> Requirement
Rewrite every line of the entries below as a numbered list, dropping any blank lines.

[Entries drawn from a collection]
┄┄┄┄┄┄┄┄┄┄┄┄┄┄┄┄┄┄┄┄
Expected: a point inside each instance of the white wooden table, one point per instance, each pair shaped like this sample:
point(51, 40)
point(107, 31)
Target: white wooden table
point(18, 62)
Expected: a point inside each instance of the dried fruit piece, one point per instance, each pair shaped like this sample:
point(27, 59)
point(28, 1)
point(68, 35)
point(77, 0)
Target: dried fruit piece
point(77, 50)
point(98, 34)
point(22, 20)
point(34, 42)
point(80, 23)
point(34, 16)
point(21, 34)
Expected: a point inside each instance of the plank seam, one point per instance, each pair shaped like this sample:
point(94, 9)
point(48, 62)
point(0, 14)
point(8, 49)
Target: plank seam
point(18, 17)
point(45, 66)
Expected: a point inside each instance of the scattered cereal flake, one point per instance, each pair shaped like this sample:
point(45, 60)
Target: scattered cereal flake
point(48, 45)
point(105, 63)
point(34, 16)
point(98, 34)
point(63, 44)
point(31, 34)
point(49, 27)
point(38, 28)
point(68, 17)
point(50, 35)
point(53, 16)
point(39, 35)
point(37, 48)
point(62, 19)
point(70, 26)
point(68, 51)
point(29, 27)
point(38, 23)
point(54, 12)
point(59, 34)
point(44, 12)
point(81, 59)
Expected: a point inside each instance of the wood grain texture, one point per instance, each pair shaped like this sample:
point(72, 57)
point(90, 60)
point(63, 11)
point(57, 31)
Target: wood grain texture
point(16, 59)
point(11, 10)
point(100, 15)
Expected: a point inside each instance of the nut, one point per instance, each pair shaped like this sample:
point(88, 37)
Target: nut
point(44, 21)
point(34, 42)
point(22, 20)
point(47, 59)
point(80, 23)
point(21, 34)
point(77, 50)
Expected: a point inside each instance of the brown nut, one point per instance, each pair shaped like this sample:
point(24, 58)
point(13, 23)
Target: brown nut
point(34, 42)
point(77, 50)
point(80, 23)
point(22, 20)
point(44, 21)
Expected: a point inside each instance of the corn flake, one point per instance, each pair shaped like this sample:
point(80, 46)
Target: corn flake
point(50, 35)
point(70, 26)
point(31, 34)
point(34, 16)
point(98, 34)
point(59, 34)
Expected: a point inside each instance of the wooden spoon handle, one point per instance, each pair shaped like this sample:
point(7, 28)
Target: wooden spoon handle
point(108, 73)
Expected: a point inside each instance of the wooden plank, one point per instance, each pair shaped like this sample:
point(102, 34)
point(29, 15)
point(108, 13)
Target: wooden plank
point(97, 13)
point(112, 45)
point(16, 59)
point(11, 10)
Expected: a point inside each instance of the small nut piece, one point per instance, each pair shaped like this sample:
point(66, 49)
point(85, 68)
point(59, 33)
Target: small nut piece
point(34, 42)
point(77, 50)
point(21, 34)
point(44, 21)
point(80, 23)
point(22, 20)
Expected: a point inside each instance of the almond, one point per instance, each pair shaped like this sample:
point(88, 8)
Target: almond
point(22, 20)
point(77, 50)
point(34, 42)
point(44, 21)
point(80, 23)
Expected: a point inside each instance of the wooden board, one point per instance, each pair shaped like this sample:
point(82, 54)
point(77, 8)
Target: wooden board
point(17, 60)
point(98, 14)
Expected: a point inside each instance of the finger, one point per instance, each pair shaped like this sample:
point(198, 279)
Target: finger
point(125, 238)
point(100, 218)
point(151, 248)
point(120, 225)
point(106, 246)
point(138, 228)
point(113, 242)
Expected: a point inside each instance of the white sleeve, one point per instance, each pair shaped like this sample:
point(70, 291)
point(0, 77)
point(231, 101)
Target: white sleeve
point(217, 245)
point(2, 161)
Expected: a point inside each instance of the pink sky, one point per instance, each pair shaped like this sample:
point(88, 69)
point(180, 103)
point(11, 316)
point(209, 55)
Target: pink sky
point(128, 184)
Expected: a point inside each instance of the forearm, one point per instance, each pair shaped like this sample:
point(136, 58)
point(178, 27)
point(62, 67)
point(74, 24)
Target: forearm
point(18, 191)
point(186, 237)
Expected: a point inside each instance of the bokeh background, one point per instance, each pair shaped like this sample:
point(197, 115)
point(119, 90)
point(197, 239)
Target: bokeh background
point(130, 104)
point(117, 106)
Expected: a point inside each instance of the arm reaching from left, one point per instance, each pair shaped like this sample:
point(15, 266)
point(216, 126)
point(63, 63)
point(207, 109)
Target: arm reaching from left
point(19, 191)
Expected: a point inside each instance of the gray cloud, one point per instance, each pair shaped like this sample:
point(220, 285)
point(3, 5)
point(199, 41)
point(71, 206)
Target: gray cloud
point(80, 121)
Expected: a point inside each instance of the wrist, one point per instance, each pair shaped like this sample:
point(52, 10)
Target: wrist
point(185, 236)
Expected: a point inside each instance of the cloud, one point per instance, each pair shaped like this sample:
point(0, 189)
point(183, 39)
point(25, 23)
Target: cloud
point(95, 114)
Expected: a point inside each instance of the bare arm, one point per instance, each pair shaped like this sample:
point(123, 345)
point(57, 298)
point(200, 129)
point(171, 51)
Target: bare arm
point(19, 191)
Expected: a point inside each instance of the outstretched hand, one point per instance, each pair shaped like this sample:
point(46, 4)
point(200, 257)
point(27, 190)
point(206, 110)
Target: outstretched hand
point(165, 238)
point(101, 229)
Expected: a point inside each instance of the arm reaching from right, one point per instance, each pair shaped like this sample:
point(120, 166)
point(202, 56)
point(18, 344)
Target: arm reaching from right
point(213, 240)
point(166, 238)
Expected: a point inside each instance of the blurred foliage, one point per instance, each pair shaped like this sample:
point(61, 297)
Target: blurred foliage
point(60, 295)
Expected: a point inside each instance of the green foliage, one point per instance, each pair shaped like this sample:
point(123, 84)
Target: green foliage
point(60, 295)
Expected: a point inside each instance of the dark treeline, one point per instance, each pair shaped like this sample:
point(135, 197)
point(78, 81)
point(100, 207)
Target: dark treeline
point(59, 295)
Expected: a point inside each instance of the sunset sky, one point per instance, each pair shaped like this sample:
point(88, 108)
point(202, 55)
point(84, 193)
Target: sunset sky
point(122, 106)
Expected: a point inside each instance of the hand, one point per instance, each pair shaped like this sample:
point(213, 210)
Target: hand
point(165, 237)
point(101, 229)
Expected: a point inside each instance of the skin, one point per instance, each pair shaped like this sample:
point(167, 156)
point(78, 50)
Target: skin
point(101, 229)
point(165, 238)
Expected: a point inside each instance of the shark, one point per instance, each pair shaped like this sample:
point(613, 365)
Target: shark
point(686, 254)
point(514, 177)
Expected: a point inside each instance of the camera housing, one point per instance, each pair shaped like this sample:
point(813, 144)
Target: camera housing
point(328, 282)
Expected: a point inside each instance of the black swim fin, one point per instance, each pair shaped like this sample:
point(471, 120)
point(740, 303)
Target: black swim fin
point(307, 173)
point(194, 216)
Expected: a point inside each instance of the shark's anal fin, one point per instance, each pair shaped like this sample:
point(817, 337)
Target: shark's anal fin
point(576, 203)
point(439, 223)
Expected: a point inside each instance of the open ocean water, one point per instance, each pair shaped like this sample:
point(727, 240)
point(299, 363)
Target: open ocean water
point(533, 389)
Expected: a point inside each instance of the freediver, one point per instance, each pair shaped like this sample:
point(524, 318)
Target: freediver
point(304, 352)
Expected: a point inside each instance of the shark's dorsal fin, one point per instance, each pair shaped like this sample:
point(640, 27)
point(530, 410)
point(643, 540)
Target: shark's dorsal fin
┄┄┄┄┄┄┄┄┄┄┄┄┄┄┄┄┄┄┄┄
> Right answer
1. Expected: a point inside each instance of the white wooden table, one point per instance, each pair shaped like this sample:
2. point(51, 40)
3. point(107, 31)
4. Target: white wooden table
5. point(18, 62)
6. Expected: a point inside each instance of the dried fruit piece, one point per instance, each pair shaped like this sample:
7. point(27, 59)
8. point(28, 1)
9. point(68, 35)
10. point(77, 0)
11. Target: dried fruit piece
12. point(77, 50)
13. point(98, 34)
14. point(22, 20)
15. point(34, 42)
16. point(80, 23)
17. point(34, 16)
18. point(21, 34)
19. Expected: a point inside each instance of the plank seam, one point per instance, each pair shaped like this sample:
20. point(94, 9)
21. point(48, 62)
22. point(0, 14)
23. point(8, 49)
24. Target: plank seam
25. point(18, 17)
26. point(45, 66)
27. Expected: a point inside each instance of the scattered cereal flake, one point per instance, each pair shaped like this sample:
28. point(45, 60)
29. Target: scattered cereal flake
30. point(48, 45)
31. point(105, 63)
32. point(34, 16)
33. point(98, 34)
34. point(63, 44)
35. point(31, 34)
36. point(49, 27)
37. point(38, 28)
38. point(68, 17)
39. point(50, 35)
40. point(53, 16)
41. point(39, 35)
42. point(37, 48)
43. point(62, 19)
44. point(70, 26)
45. point(68, 51)
46. point(29, 27)
47. point(38, 23)
48. point(54, 12)
49. point(59, 34)
50. point(44, 12)
51. point(81, 59)
52. Expected: a point inside each instance of the wood grain texture, one point per instance, each pair shaped like this sample:
53. point(72, 57)
54. point(90, 60)
55. point(63, 11)
56. point(57, 31)
57. Target: wood grain texture
58. point(16, 59)
59. point(11, 10)
60. point(100, 15)
61. Expected: a point inside each instance of the nut, one point per instance, each pair shaped like this sample:
62. point(88, 37)
63. Target: nut
64. point(44, 21)
65. point(34, 42)
66. point(22, 20)
67. point(47, 59)
68. point(80, 23)
69. point(21, 34)
70. point(77, 50)
71. Expected: a point inside each instance of the brown nut, one point per instance, each pair shaped like this sample:
72. point(24, 58)
73. point(13, 23)
74. Target: brown nut
75. point(34, 42)
76. point(77, 50)
77. point(80, 23)
78. point(22, 20)
79. point(44, 21)
80. Expected: a point inside each instance of the corn flake, one point per instance, each pair shaped like this sample:
81. point(80, 46)
82. Target: corn flake
83. point(50, 35)
84. point(70, 26)
85. point(31, 34)
86. point(34, 16)
87. point(98, 34)
88. point(59, 34)
89. Expected: a point inside each instance of the wooden spoon handle, one point per instance, each pair shaped like this sample:
90. point(7, 28)
91. Target: wooden spoon handle
92. point(108, 73)
93. Expected: a point inside each instance of the wooden plank, one point per instance, each pair shaped like this sample:
94. point(102, 34)
95. point(29, 15)
96. point(108, 13)
97. Target: wooden plank
98. point(97, 13)
99. point(112, 45)
100. point(16, 59)
101. point(11, 10)
102. Expected: a point inside each instance of the small nut piece, one point per instance, each pair shaped like this sample:
103. point(66, 49)
104. point(85, 68)
105. point(59, 33)
106. Target: small nut piece
107. point(34, 42)
108. point(77, 50)
109. point(21, 34)
110. point(44, 21)
111. point(80, 23)
112. point(22, 20)
113. Expected: a point inside each instance of the almond, one point per instance, each pair shaped like this sample:
114. point(88, 8)
115. Target: almond
116. point(22, 20)
117. point(77, 50)
118. point(34, 42)
119. point(44, 21)
120. point(80, 23)
121. Expected: a point inside each instance of the wooden board, one point per instance, each pair shaped like this sample:
122. point(82, 54)
123. point(77, 8)
124. Target: wooden board
125. point(17, 60)
126. point(98, 14)
127. Expected: a point inside each instance of the finger, one point per instance, each pair shaped like this sample:
128. point(198, 279)
129. Target: finger
130. point(125, 238)
131. point(100, 218)
132. point(151, 248)
133. point(120, 225)
134. point(106, 246)
135. point(138, 228)
136. point(113, 242)
137. Expected: a point inside each instance of the white sleeve, one point per instance, each pair shaped like this sample:
138. point(70, 291)
139. point(0, 77)
140. point(231, 101)
141. Target: white sleeve
142. point(217, 245)
143. point(2, 161)
144. Expected: a point inside each instance of the pink sky, one point per instance, each pair shaped like this sample:
145. point(88, 69)
146. point(180, 103)
147. point(11, 316)
148. point(209, 55)
149. Target: pink sky
150. point(128, 184)
151. Expected: a point inside each instance of the forearm, one point per instance, each pair shaped like this sample:
152. point(136, 58)
153. point(178, 27)
154. point(62, 67)
155. point(74, 24)
156. Target: forearm
157. point(18, 191)
158. point(186, 237)
159. Expected: a point inside each instance of the bokeh background, one point per instance, each pair shaped like this sample:
160. point(197, 115)
161. point(119, 90)
162. point(197, 239)
163. Target: bokeh background
164. point(130, 104)
165. point(117, 106)
166. Expected: a point inside each instance of the arm reaching from left, one point per instance, each pair shaped like this sample:
167. point(15, 266)
168. point(216, 126)
169. point(63, 63)
170. point(207, 109)
171. Target: arm reaching from left
172. point(19, 191)
173. Expected: a point inside each instance of the gray cloud, one point per instance, each pair shaped like this sample:
174. point(220, 285)
175. point(3, 5)
176. point(199, 41)
177. point(71, 206)
178. Target: gray cloud
179. point(80, 121)
180. Expected: a point inside each instance of the wrist, one point per instance, each pair shaped like this sample:
181. point(52, 10)
182. Target: wrist
183. point(185, 236)
184. Expected: a point inside each instance of the cloud, one point per instance, each pair shaped like this sample:
185. point(0, 189)
186. point(183, 39)
187. point(25, 23)
188. Target: cloud
189. point(95, 114)
190. Expected: a point inside each instance of the bare arm, one point per instance, each pair shaped like this sample:
191. point(123, 345)
192. point(57, 298)
193. point(200, 129)
194. point(171, 51)
195. Target: bare arm
196. point(19, 191)
197. Expected: a point inside each instance of the outstretched hand, one point per instance, each pair shaped like this sample:
198. point(46, 4)
199. point(200, 257)
200. point(27, 190)
201. point(206, 110)
202. Target: outstretched hand
203. point(165, 238)
204. point(101, 229)
205. Expected: a point inside each instance of the arm reaching from right, one point per instance, each pair shaped like this sample:
206. point(120, 166)
207. point(202, 56)
208. point(18, 344)
209. Target: arm reaching from right
210. point(213, 240)
211. point(166, 238)
212. Expected: a point inside each instance of the blurred foliage, one point per instance, each pair shaped like this sample:
213. point(61, 297)
214. Target: blurred foliage
215. point(60, 295)
216. Expected: a point inside each instance of the green foliage, one point per instance, each pair shaped like this sample:
217. point(123, 84)
218. Target: green foliage
219. point(60, 295)
220. Expected: a point inside each instance of the dark treeline, one point per instance, each pair shaped like this sample:
221. point(135, 197)
222. point(78, 81)
223. point(100, 207)
224. Target: dark treeline
225. point(59, 295)
226. Expected: a point inside each instance of the sunset sky, one point per instance, each pair shaped like this sample:
227. point(88, 108)
228. point(202, 55)
229. point(84, 193)
230. Target: sunset sky
231. point(122, 106)
232. Expected: a point inside each instance of the hand, one point per instance, each pair shaped like this sample:
233. point(213, 210)
234. Target: hand
235. point(165, 237)
236. point(101, 229)
237. Expected: a point inside each instance of the skin, one point per instance, each pair shaped like this sample:
238. point(167, 156)
239. point(78, 50)
240. Target: skin
241. point(101, 229)
242. point(165, 238)
243. Expected: a point inside each instance of the shark, one point per instance, each pair shaped like this sample:
244. point(613, 365)
245. Target: shark
246. point(686, 254)
247. point(514, 177)
248. Expected: a point inside each instance of the camera housing, one point per instance, each pair shaped like this sample:
249. point(813, 144)
250. Target: camera housing
251. point(328, 282)
252. Expected: a point inside each instance of the black swim fin, one point per instance, each pair shaped like this sample:
253. point(471, 120)
254. point(740, 303)
255. Target: black swim fin
256. point(307, 173)
257. point(194, 216)
258. Expected: a point inside each instance of the shark's anal fin, one point per instance, each pair shaped like this sample:
259. point(817, 337)
260. Target: shark's anal fin
261. point(576, 203)
262. point(439, 223)
263. Expected: a point inside each instance of the open ocean water, one point per instance, each pair shaped like this sample:
264. point(727, 240)
265. point(299, 363)
266. Target: open ocean water
267. point(533, 389)
268. Expected: a point inside each instance of the freediver, one point per instance, each pair shaped like this sample:
269. point(524, 318)
270. Target: freediver
271. point(304, 352)
272. Expected: a point inside each instance of the shark's dorsal fin, one point per instance, each pair shaped like this sample:
273. point(640, 27)
274. point(530, 410)
275. point(643, 540)
276. Target: shark's dorsal fin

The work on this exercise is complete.